- WORK TO COMPLETE -
Copy out the lines below word for word.

- RECORDS SUPPLIED -
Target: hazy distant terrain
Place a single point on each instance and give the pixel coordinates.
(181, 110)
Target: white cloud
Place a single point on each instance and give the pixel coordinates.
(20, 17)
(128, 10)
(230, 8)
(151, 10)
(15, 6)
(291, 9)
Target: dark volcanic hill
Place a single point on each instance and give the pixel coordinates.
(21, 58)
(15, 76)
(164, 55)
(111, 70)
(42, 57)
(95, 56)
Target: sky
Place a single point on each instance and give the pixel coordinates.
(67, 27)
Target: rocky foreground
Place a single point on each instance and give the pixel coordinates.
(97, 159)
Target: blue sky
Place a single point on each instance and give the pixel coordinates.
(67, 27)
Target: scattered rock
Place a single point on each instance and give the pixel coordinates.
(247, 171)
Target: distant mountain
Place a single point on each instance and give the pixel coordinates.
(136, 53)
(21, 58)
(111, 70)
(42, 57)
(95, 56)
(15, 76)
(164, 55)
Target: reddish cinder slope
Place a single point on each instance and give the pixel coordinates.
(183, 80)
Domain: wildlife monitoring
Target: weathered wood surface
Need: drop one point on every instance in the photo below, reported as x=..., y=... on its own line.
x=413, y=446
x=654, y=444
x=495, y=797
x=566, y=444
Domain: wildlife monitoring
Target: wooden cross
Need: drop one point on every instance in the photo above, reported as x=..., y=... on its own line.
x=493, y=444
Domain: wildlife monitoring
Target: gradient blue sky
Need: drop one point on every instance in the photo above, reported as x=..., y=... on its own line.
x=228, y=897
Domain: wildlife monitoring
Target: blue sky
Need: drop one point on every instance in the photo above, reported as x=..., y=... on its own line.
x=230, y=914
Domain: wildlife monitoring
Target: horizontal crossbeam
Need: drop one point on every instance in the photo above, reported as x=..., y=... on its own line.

- CORRECT OUTPUT -
Target: hazy distant terrain
Place a single point on each instance and give the pixel coordinates.
(181, 110)
Target: white cloud
Place a single point on each instance and give the pixel coordinates.
(20, 17)
(128, 10)
(230, 8)
(151, 10)
(15, 6)
(291, 9)
Target: dark volcanic hill
Place a single point on each instance and give the pixel coordinates.
(21, 58)
(15, 76)
(164, 55)
(111, 70)
(42, 57)
(95, 56)
Target: sky
Place a single point on each instance and give the pixel coordinates.
(67, 27)
Target: rocky foreground
Place a single point on each instance and give the pixel coordinates.
(97, 159)
Target: blue sky
Place a single point on each instance and give the pixel coordinates.
(67, 27)
Target: scattered rock
Place a single point on each instance and give the pixel coordinates.
(247, 171)
Target: distant mountain
Place a single point on each instance and give the pixel coordinates.
(136, 53)
(21, 58)
(111, 70)
(42, 57)
(95, 56)
(15, 76)
(164, 55)
Target: reddish cinder slope
Place a single point on each instance and give the pixel coordinates.
(183, 80)
Domain: wildlife monitoring
Target: weathered wood surface
Need: drop one point on every instance in the photo below, reported as x=..., y=... on its own line.
x=413, y=446
x=654, y=444
x=495, y=797
x=566, y=444
Domain: wildlife monitoring
Target: wooden cross
Need: drop one point on every instance in the photo above, reported as x=..., y=... on its own line.
x=493, y=444
Domain: wildlife monitoring
Target: gradient blue sky
Need: drop one point on every instance in the photo above, reported as x=..., y=... on its own line.
x=228, y=897
Domain: wildlife monitoring
Target: blue sky
Need: drop one point on every instance in the photo above, reported as x=..., y=... on its own line.
x=230, y=914
Domain: wildlife monitoring
Target: horizontal crossbeam
Need: drop one point on every instance in the photo above, reported as x=..., y=... on its own line.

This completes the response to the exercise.